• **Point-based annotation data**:

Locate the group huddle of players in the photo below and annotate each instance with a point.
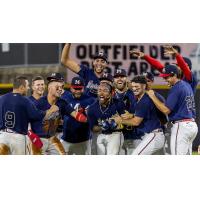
(101, 114)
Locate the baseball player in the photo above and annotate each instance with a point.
(163, 118)
(46, 130)
(76, 137)
(179, 106)
(123, 93)
(110, 138)
(38, 87)
(16, 112)
(91, 76)
(106, 78)
(183, 63)
(145, 120)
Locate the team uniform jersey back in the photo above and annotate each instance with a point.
(48, 128)
(91, 80)
(146, 109)
(35, 101)
(17, 111)
(181, 102)
(97, 113)
(129, 100)
(74, 131)
(193, 82)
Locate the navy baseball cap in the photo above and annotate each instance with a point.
(55, 77)
(169, 70)
(188, 61)
(77, 83)
(120, 72)
(149, 76)
(107, 77)
(101, 55)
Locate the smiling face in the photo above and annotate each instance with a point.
(104, 94)
(170, 80)
(120, 82)
(77, 92)
(25, 88)
(38, 87)
(55, 89)
(138, 88)
(99, 65)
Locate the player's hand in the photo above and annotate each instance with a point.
(117, 119)
(54, 109)
(80, 117)
(169, 50)
(127, 115)
(150, 93)
(105, 126)
(137, 53)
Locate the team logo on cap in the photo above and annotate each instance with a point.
(119, 71)
(77, 82)
(100, 53)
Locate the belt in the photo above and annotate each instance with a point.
(183, 120)
(7, 130)
(45, 136)
(157, 130)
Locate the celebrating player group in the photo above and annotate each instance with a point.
(102, 113)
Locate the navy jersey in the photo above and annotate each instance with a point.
(48, 128)
(146, 109)
(35, 101)
(162, 117)
(180, 101)
(17, 111)
(74, 131)
(193, 83)
(129, 100)
(91, 80)
(97, 113)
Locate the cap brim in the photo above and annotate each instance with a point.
(96, 57)
(119, 75)
(164, 75)
(54, 79)
(77, 86)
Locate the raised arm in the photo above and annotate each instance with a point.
(153, 62)
(170, 50)
(67, 61)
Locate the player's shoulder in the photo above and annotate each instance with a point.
(67, 95)
(94, 105)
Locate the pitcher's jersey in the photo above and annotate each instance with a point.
(17, 111)
(74, 131)
(181, 102)
(91, 80)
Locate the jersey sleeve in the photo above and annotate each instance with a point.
(67, 109)
(172, 100)
(121, 107)
(34, 114)
(154, 63)
(141, 110)
(91, 118)
(83, 73)
(184, 67)
(160, 97)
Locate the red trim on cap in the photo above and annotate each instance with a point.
(77, 86)
(164, 75)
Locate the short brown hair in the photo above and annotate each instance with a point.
(19, 81)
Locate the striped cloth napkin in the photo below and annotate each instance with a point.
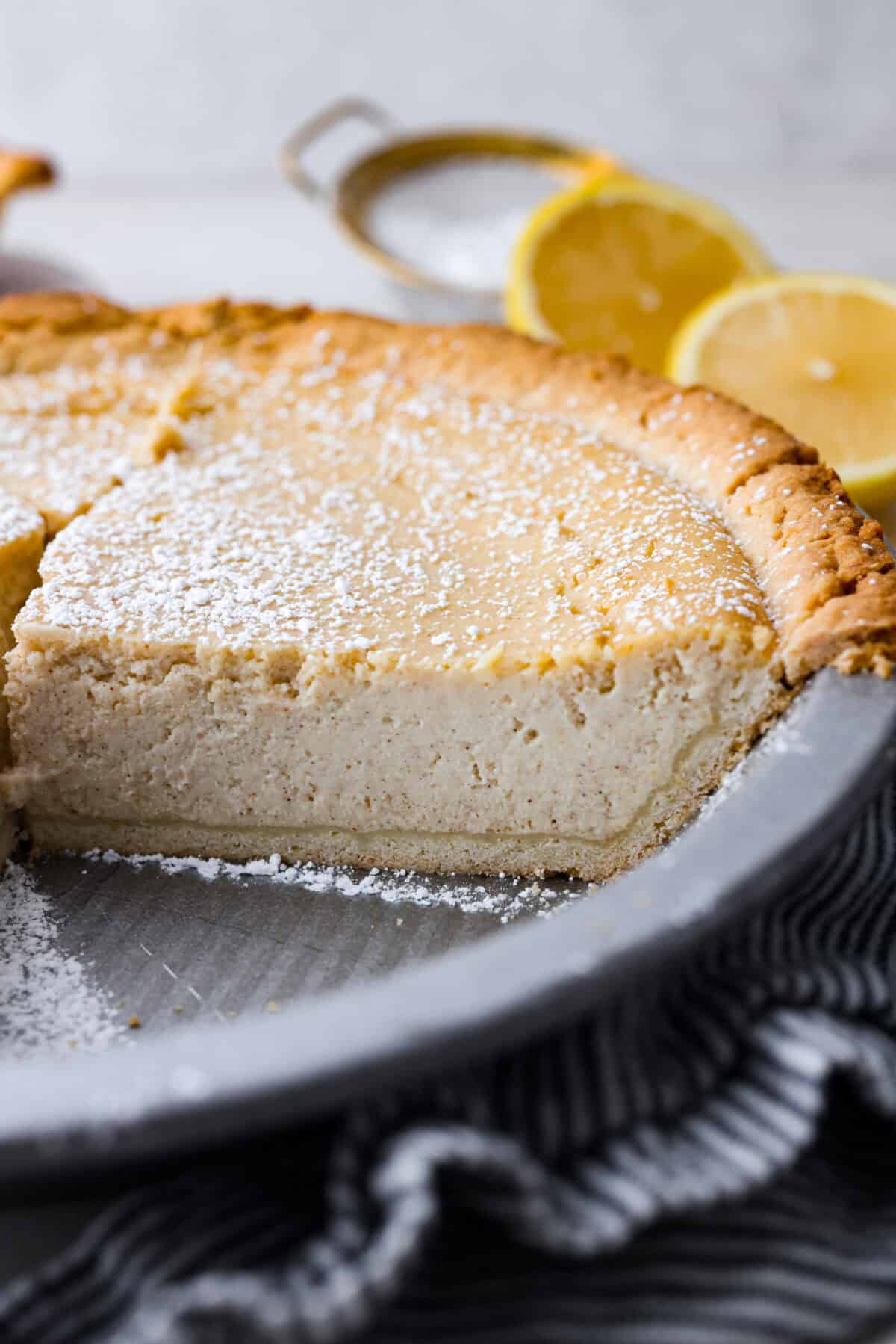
(712, 1159)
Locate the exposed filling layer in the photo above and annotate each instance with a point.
(601, 761)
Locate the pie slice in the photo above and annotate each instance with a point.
(433, 598)
(22, 535)
(87, 386)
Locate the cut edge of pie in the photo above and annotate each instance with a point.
(81, 715)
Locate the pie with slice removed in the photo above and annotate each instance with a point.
(435, 598)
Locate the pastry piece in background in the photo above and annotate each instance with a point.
(425, 597)
(20, 171)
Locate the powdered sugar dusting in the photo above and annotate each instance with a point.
(324, 512)
(504, 898)
(49, 1003)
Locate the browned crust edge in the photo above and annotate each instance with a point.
(828, 575)
(19, 171)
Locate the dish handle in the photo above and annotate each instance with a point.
(301, 140)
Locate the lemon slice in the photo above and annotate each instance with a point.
(618, 262)
(817, 353)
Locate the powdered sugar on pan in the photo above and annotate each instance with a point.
(47, 1000)
(504, 898)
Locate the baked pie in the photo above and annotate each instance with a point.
(435, 598)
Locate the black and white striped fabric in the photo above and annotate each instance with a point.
(711, 1160)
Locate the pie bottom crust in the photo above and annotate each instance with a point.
(695, 773)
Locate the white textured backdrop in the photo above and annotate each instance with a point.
(205, 89)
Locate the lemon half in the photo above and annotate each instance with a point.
(618, 262)
(817, 353)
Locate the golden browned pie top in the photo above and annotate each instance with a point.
(348, 488)
(20, 170)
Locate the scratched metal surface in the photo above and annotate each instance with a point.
(176, 948)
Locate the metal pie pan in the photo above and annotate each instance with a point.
(199, 1086)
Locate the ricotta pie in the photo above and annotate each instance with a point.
(22, 535)
(421, 597)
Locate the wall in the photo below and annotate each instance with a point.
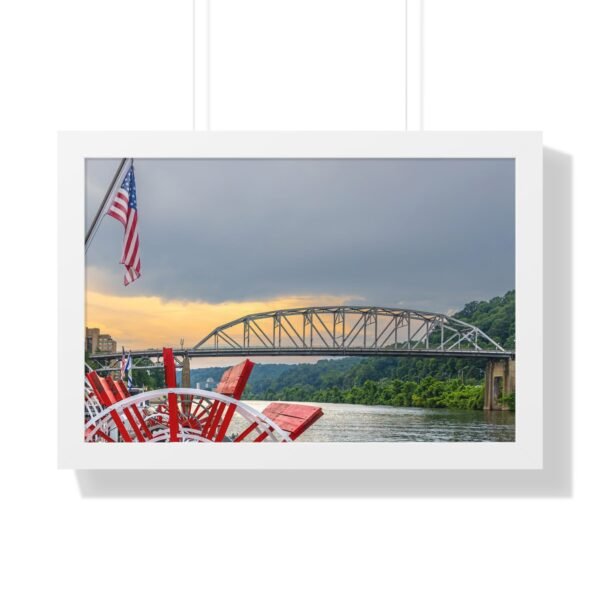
(126, 64)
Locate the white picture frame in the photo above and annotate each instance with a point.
(526, 452)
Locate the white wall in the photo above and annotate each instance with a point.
(127, 64)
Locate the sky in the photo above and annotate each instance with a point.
(221, 238)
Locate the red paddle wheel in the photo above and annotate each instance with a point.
(186, 414)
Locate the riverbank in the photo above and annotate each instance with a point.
(429, 392)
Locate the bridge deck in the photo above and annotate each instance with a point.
(234, 352)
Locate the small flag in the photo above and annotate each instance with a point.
(125, 367)
(124, 210)
(123, 364)
(128, 371)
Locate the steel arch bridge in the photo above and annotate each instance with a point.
(340, 331)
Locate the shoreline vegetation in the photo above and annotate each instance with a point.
(427, 383)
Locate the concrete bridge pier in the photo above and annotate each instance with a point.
(499, 380)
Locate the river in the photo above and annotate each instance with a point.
(360, 423)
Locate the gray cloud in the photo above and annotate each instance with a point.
(424, 233)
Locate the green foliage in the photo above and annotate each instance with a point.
(428, 393)
(428, 382)
(151, 379)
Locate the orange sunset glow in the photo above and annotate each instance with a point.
(141, 322)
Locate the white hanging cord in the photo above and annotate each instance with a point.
(194, 65)
(208, 126)
(406, 65)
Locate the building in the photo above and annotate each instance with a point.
(98, 342)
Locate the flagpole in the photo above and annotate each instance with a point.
(118, 177)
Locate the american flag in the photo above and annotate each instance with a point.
(124, 210)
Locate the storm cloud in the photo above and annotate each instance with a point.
(421, 233)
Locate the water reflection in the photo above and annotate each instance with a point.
(357, 423)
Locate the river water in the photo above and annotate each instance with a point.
(359, 423)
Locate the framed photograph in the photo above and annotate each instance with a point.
(300, 301)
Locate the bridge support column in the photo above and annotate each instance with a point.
(499, 380)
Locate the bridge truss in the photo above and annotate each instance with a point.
(341, 331)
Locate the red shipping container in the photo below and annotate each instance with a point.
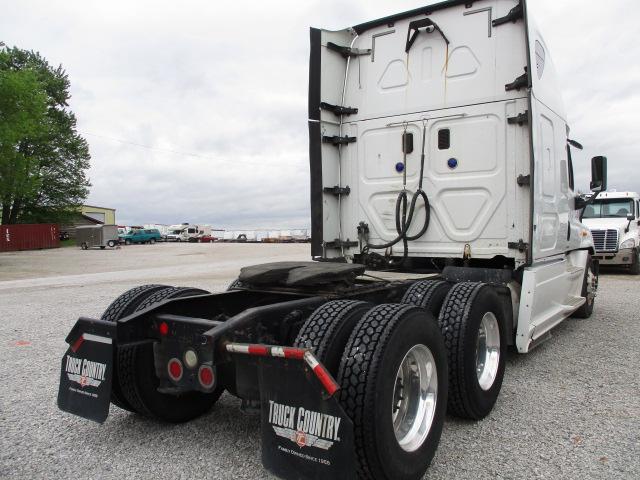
(28, 237)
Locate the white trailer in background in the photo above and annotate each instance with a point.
(161, 227)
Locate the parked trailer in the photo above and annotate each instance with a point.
(29, 237)
(353, 371)
(102, 236)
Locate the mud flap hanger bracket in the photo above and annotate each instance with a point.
(414, 30)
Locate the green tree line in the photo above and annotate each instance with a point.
(43, 159)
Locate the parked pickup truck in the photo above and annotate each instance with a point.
(151, 235)
(614, 221)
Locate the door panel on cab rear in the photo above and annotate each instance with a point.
(551, 186)
(476, 65)
(469, 177)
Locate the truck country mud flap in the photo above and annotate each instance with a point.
(86, 370)
(305, 431)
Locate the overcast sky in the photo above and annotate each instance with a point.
(197, 110)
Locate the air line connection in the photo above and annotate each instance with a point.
(405, 218)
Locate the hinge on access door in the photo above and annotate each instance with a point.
(519, 119)
(347, 52)
(337, 140)
(520, 245)
(521, 82)
(337, 190)
(337, 109)
(514, 15)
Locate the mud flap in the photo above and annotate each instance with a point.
(305, 431)
(86, 370)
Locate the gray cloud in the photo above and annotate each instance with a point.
(227, 82)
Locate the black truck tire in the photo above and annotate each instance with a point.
(139, 383)
(428, 294)
(327, 331)
(122, 306)
(466, 308)
(378, 348)
(586, 309)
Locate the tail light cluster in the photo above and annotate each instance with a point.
(176, 369)
(187, 364)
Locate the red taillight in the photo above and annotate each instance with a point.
(205, 375)
(174, 367)
(163, 328)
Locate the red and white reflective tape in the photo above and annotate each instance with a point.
(323, 375)
(90, 338)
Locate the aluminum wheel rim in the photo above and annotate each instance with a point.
(415, 394)
(488, 351)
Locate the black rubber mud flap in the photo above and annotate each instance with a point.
(87, 368)
(305, 432)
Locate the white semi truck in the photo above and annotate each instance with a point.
(186, 232)
(445, 228)
(614, 220)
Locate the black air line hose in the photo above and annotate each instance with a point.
(404, 219)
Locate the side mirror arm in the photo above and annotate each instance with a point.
(581, 203)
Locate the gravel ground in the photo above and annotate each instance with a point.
(569, 409)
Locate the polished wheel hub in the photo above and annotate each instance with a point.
(414, 398)
(488, 351)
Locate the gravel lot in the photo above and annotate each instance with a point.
(569, 409)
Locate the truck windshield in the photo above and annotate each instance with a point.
(609, 208)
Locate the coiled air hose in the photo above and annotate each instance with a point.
(404, 218)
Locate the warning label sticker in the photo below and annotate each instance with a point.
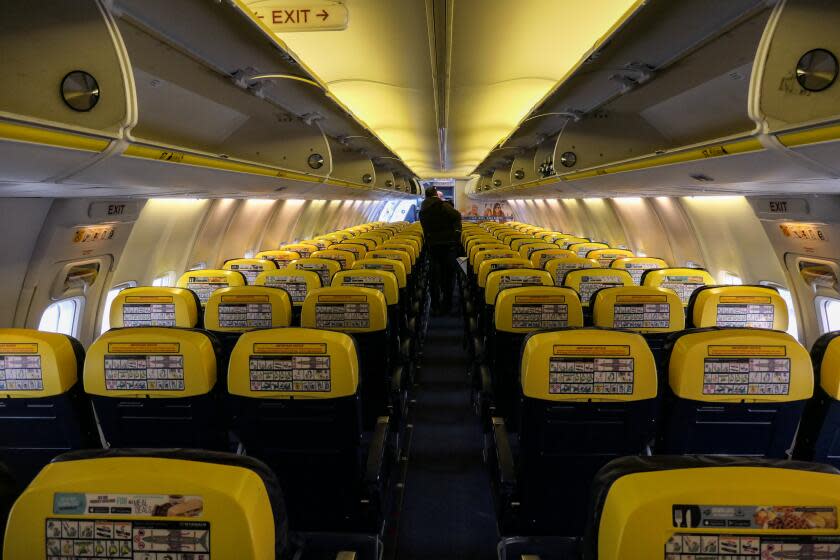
(204, 286)
(746, 376)
(342, 315)
(374, 282)
(147, 372)
(290, 373)
(149, 315)
(540, 315)
(602, 376)
(746, 313)
(75, 539)
(21, 372)
(501, 266)
(754, 517)
(244, 315)
(295, 286)
(151, 505)
(641, 315)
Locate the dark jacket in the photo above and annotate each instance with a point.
(441, 222)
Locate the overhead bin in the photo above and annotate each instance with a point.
(153, 116)
(522, 169)
(350, 166)
(743, 98)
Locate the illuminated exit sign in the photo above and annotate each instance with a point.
(284, 16)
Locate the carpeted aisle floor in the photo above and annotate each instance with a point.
(447, 510)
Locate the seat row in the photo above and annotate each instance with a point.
(156, 505)
(319, 407)
(294, 398)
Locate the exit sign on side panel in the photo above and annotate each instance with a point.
(284, 16)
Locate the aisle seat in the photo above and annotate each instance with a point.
(526, 250)
(588, 396)
(638, 308)
(344, 258)
(153, 306)
(588, 281)
(569, 241)
(605, 257)
(318, 242)
(43, 410)
(395, 246)
(553, 236)
(682, 280)
(250, 268)
(305, 250)
(385, 282)
(279, 258)
(157, 387)
(734, 392)
(394, 255)
(819, 434)
(562, 265)
(325, 268)
(362, 313)
(296, 283)
(540, 257)
(204, 282)
(637, 266)
(150, 505)
(758, 307)
(517, 244)
(500, 280)
(232, 311)
(481, 255)
(487, 266)
(369, 244)
(517, 312)
(295, 401)
(715, 508)
(655, 313)
(358, 249)
(582, 249)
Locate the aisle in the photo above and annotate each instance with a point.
(447, 510)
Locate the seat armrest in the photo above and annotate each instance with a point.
(376, 454)
(504, 456)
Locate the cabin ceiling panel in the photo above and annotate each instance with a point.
(380, 68)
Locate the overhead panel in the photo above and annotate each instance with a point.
(379, 67)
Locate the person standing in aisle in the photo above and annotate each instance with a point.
(441, 224)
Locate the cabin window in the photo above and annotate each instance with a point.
(793, 324)
(829, 311)
(62, 316)
(730, 279)
(105, 324)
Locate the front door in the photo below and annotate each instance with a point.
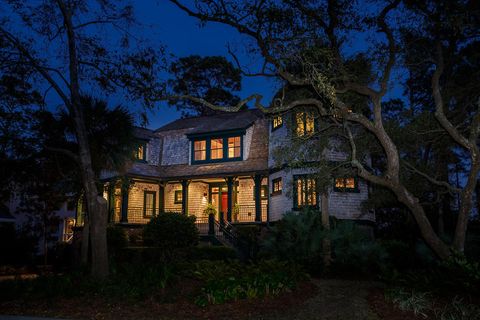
(224, 204)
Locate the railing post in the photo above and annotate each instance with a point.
(220, 217)
(111, 201)
(211, 224)
(161, 197)
(258, 197)
(125, 190)
(229, 198)
(185, 184)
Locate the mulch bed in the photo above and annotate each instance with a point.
(386, 310)
(172, 303)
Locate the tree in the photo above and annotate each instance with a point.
(212, 77)
(65, 26)
(304, 44)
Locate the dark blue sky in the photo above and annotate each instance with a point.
(165, 23)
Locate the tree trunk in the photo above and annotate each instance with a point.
(466, 204)
(326, 245)
(85, 242)
(441, 223)
(426, 229)
(97, 209)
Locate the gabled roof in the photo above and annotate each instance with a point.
(143, 133)
(214, 123)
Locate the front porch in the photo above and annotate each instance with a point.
(236, 199)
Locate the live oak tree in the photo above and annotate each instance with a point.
(317, 38)
(212, 77)
(62, 43)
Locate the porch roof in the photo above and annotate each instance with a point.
(218, 122)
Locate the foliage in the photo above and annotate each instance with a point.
(249, 240)
(457, 309)
(418, 302)
(117, 238)
(17, 246)
(424, 304)
(127, 282)
(455, 275)
(213, 78)
(153, 255)
(210, 209)
(169, 231)
(232, 281)
(299, 237)
(354, 249)
(210, 253)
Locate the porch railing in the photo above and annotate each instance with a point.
(246, 213)
(202, 225)
(137, 215)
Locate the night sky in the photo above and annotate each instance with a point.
(165, 23)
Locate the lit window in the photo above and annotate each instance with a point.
(264, 192)
(305, 192)
(305, 123)
(277, 122)
(299, 117)
(277, 186)
(200, 150)
(348, 184)
(216, 149)
(140, 152)
(149, 198)
(234, 148)
(178, 196)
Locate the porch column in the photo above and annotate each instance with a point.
(185, 184)
(161, 197)
(124, 209)
(111, 200)
(229, 198)
(258, 197)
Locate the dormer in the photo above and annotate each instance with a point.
(213, 147)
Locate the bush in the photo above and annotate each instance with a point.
(117, 239)
(300, 237)
(409, 300)
(232, 281)
(170, 231)
(206, 253)
(297, 237)
(353, 249)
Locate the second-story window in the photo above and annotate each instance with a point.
(200, 150)
(234, 147)
(277, 122)
(305, 192)
(216, 149)
(276, 186)
(140, 154)
(346, 184)
(304, 123)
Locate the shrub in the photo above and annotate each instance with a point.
(297, 237)
(170, 231)
(300, 237)
(232, 281)
(409, 300)
(206, 253)
(117, 239)
(353, 249)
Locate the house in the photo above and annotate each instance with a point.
(225, 160)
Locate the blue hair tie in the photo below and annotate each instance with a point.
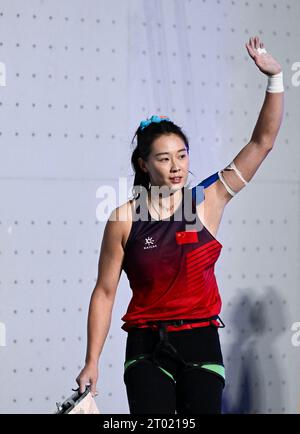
(147, 122)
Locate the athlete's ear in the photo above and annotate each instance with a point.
(142, 165)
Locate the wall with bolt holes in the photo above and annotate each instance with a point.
(76, 78)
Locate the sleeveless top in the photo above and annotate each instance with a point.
(170, 265)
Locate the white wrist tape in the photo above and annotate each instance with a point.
(275, 83)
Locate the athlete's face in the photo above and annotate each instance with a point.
(168, 159)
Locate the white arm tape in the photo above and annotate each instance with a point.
(275, 82)
(231, 166)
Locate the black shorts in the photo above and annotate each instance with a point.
(184, 374)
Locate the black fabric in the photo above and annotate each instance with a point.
(194, 391)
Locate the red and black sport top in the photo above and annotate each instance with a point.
(170, 266)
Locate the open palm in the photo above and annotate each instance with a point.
(264, 61)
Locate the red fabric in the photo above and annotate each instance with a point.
(171, 273)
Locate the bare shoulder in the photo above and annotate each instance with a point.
(122, 220)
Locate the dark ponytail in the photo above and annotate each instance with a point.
(145, 138)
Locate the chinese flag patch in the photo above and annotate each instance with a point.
(185, 237)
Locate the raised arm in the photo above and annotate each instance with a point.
(236, 175)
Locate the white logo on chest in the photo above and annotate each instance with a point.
(149, 243)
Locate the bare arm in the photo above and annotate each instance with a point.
(248, 160)
(102, 298)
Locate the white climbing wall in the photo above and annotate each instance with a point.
(76, 78)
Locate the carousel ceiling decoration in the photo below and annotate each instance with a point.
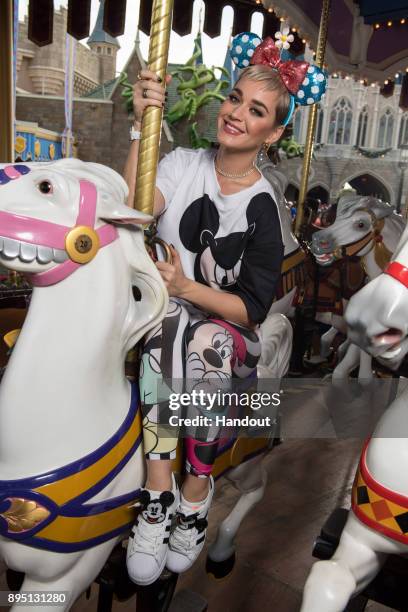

• **WHAT THE TASK ASKS**:
Substitute "image" for "photo" in the part of the data that opens with the line containing "Locate the white climbing" and runs through the end of the data, changing nothing else. Leave any pictures out of your answer.

• **TASK OUTPUT**:
Locate the white climbing wall in the image above and annotate each instance with a point.
(76, 78)
Locate the carousel ceiling decoration in the image below and annotate each instance with a point.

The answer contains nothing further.